ACTION ITEM :: The lines that make up this material should each be returned exactly.
=== Begin Enclosure ===
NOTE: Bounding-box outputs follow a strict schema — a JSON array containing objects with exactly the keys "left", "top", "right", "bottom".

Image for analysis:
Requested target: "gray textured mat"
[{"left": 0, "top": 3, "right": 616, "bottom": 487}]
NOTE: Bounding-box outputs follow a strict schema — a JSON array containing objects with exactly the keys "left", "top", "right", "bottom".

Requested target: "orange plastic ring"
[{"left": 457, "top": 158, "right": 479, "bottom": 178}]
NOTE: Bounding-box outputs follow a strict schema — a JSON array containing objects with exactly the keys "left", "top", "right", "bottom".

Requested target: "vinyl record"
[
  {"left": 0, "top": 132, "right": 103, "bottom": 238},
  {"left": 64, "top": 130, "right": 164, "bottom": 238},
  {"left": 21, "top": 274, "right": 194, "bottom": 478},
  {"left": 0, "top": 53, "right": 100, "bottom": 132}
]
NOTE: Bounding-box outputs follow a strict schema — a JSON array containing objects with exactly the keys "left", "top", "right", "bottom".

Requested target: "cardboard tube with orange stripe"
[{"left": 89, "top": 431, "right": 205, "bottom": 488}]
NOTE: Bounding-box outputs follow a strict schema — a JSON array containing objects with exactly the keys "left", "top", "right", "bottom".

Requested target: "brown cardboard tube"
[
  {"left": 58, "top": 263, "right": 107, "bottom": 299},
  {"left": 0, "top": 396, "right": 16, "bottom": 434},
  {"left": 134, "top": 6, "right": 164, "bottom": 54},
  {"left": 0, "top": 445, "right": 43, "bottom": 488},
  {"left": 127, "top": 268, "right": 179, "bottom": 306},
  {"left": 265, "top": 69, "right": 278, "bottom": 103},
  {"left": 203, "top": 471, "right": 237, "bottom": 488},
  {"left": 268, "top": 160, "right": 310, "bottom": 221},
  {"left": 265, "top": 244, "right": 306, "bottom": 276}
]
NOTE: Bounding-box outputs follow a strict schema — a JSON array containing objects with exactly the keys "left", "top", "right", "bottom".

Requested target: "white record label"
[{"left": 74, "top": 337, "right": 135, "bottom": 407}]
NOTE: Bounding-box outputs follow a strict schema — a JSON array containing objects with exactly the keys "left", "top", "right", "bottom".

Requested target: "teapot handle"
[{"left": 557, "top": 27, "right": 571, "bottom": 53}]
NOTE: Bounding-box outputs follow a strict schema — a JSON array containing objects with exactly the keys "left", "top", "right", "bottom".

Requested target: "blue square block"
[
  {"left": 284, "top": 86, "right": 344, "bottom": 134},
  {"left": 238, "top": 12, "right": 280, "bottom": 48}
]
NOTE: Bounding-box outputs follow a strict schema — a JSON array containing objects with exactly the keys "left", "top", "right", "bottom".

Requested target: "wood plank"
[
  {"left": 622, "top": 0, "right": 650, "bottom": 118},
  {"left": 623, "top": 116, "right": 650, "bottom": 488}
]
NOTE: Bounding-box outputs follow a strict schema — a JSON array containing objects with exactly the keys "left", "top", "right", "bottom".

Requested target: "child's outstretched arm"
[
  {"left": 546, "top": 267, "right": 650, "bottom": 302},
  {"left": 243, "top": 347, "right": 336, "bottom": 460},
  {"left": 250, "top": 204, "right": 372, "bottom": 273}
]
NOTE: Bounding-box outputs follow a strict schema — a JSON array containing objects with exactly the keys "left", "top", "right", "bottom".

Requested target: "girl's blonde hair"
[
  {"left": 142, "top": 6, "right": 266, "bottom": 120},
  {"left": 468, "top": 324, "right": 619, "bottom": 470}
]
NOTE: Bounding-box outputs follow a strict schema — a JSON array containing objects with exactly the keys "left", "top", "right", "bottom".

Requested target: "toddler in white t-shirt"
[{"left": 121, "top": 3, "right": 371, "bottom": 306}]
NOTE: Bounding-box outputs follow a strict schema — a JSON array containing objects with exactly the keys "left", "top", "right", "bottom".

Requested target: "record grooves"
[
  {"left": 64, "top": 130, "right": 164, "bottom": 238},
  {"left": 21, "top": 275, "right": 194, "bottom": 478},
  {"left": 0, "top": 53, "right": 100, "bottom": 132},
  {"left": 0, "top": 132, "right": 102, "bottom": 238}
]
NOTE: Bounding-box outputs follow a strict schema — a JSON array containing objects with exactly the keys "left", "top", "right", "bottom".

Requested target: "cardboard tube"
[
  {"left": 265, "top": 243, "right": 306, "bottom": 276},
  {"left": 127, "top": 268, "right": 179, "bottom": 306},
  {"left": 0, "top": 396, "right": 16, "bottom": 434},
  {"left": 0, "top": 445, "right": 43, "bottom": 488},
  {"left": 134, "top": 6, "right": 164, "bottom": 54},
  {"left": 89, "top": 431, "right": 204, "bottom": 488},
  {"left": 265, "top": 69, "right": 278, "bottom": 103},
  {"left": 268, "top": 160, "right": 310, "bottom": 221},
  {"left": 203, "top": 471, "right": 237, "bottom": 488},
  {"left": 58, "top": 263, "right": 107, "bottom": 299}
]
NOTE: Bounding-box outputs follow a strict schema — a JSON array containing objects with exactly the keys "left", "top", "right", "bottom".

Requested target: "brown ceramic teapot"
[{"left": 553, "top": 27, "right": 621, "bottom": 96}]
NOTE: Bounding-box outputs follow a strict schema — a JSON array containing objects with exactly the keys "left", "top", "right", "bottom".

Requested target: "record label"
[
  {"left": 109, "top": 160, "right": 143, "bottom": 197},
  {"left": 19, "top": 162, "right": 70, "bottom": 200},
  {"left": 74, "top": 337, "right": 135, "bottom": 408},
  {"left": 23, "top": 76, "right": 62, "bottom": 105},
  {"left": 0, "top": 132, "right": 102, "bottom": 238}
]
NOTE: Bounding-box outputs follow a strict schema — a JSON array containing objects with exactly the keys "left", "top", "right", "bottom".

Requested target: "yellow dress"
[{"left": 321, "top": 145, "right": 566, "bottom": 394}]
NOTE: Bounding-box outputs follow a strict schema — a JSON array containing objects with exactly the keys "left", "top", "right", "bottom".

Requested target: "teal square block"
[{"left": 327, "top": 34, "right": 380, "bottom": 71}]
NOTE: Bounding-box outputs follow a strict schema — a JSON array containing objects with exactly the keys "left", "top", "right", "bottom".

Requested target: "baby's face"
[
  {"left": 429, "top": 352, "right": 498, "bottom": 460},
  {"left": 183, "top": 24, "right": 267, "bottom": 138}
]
=== End Enclosure ===
RESULT ::
NOTE: Bounding-box outputs follow a strict schema — a JSON array containing objects with exactly the keys "left", "top", "right", "bottom".

Image for analysis:
Requested target: "gray textured mat"
[{"left": 0, "top": 3, "right": 616, "bottom": 487}]
NOTE: Bounding-box outputs follow a strict schema — a JSON array containing objects with exactly the keys "left", "top", "right", "bottom".

Requested target: "orange plastic ring"
[{"left": 457, "top": 158, "right": 479, "bottom": 178}]
NOTE: Bounding-box outputs follow a strict schema — a JSON array containing objects with exactly the keys "left", "top", "right", "bottom".

Requested target: "vinyl record"
[
  {"left": 0, "top": 132, "right": 103, "bottom": 238},
  {"left": 64, "top": 130, "right": 164, "bottom": 238},
  {"left": 21, "top": 274, "right": 194, "bottom": 478},
  {"left": 0, "top": 53, "right": 100, "bottom": 132}
]
NOTE: Bounding-box outputs follow a strict schema — a JSON array containing objects with exactly the keys "left", "top", "right", "bottom".

Requested target: "cardboard tube with orange stripe"
[{"left": 89, "top": 431, "right": 205, "bottom": 488}]
NOTE: Bounding-box outputs follow a strict schema — a JSON array containing objects with exactly the keys "left", "top", "right", "bottom".

Requested target: "brown cardboard tube"
[
  {"left": 58, "top": 263, "right": 107, "bottom": 299},
  {"left": 0, "top": 396, "right": 16, "bottom": 434},
  {"left": 134, "top": 6, "right": 164, "bottom": 54},
  {"left": 0, "top": 445, "right": 43, "bottom": 488},
  {"left": 127, "top": 268, "right": 179, "bottom": 306},
  {"left": 265, "top": 69, "right": 278, "bottom": 103},
  {"left": 203, "top": 471, "right": 237, "bottom": 488},
  {"left": 268, "top": 160, "right": 310, "bottom": 221},
  {"left": 265, "top": 244, "right": 306, "bottom": 276}
]
NOTE: Bounding-box outputs follow a strict schema — a JSON array containing objects with exactly the keys "left", "top", "right", "bottom".

Requested target: "white record label"
[{"left": 74, "top": 337, "right": 135, "bottom": 407}]
NOTE: Bounding-box outputs follow a strict schema — a JSON array containing objects with exactly the keys "left", "top", "right", "bottom".

Requested target: "teapot handle"
[{"left": 557, "top": 27, "right": 571, "bottom": 53}]
NOTE: Bounding-box outputs follow a strict schema — a JSON array containing objects with exactly the keys "left", "top", "right", "bottom".

Requested target: "blue square block"
[
  {"left": 284, "top": 86, "right": 344, "bottom": 134},
  {"left": 238, "top": 12, "right": 280, "bottom": 48}
]
NOTE: Bounding-box outputs follow a strict schema — a JSON array containing objects with exactly the keys "left", "top", "right", "bottom".

Requested target: "wood plank"
[
  {"left": 622, "top": 0, "right": 650, "bottom": 118},
  {"left": 623, "top": 116, "right": 650, "bottom": 488}
]
NOTE: Bounding-box outputs follow a strict schema — a JSON array containing objects with exactly the keys "left", "top", "right", "bottom".

Requested target: "child's outstretched arm"
[
  {"left": 546, "top": 267, "right": 650, "bottom": 302},
  {"left": 243, "top": 347, "right": 336, "bottom": 460},
  {"left": 250, "top": 204, "right": 372, "bottom": 273}
]
NOTE: Bounding-box outputs follow a strict schema — a JSON array containing objects with exactly the keys "left", "top", "right", "bottom".

Requested target: "girl's blonde hair"
[
  {"left": 142, "top": 6, "right": 266, "bottom": 120},
  {"left": 468, "top": 324, "right": 619, "bottom": 470}
]
NOTE: Bounding-box outputs follow a strict schema — a JSON array containing objects with exactly the keys "left", "top", "right", "bottom".

Requested target: "toddler in white t-shirt"
[{"left": 121, "top": 3, "right": 371, "bottom": 306}]
NOTE: Bounding-box outputs follow a strict schema — a JSON array containing objects with exactly the keys "left", "top", "right", "bottom".

Requested target: "record grooves"
[
  {"left": 64, "top": 130, "right": 164, "bottom": 238},
  {"left": 21, "top": 275, "right": 194, "bottom": 478},
  {"left": 0, "top": 53, "right": 100, "bottom": 132},
  {"left": 0, "top": 132, "right": 102, "bottom": 238}
]
NOTE: Bounding-box outputs follow a strict schema — a JSON array containing objects with exactly the keys "left", "top", "right", "bottom".

Requested target: "cardboard tube"
[
  {"left": 265, "top": 243, "right": 306, "bottom": 276},
  {"left": 127, "top": 268, "right": 179, "bottom": 306},
  {"left": 0, "top": 396, "right": 16, "bottom": 434},
  {"left": 0, "top": 445, "right": 43, "bottom": 488},
  {"left": 134, "top": 6, "right": 164, "bottom": 54},
  {"left": 89, "top": 431, "right": 204, "bottom": 488},
  {"left": 265, "top": 69, "right": 278, "bottom": 103},
  {"left": 268, "top": 160, "right": 310, "bottom": 221},
  {"left": 203, "top": 471, "right": 237, "bottom": 488},
  {"left": 58, "top": 263, "right": 107, "bottom": 299}
]
NOTE: Bounding-box outputs follow a strict schema — a JSON array containing objects with exactly the keys "left", "top", "right", "bottom".

Requested target: "brown ceramic teapot"
[{"left": 553, "top": 27, "right": 621, "bottom": 96}]
NOTE: Bounding-box outputs follow a strict schema — a JSON array containing objects with exactly the keys "left", "top", "right", "bottom".

Requested target: "record label"
[
  {"left": 109, "top": 160, "right": 143, "bottom": 197},
  {"left": 19, "top": 162, "right": 70, "bottom": 200},
  {"left": 74, "top": 337, "right": 135, "bottom": 408},
  {"left": 23, "top": 76, "right": 62, "bottom": 105},
  {"left": 0, "top": 132, "right": 102, "bottom": 238}
]
NOTE: Bounding-box outputs follow a strict schema — a JSON array containing objects with exactly the keys "left", "top", "right", "bottom".

Requested target: "yellow dress"
[{"left": 321, "top": 145, "right": 566, "bottom": 394}]
NOTE: Bounding-box outputs follow a strict schema — a JSON array containing objects with exactly the keys "left", "top", "right", "bottom".

Requested target: "teal square block"
[{"left": 327, "top": 34, "right": 380, "bottom": 71}]
NOTE: Bounding-box outputs follow a strict schema — a JSON array containing objects with exactly the keys "left", "top", "right", "bottom".

Requested target: "baby's face"
[
  {"left": 429, "top": 352, "right": 498, "bottom": 460},
  {"left": 183, "top": 24, "right": 267, "bottom": 138}
]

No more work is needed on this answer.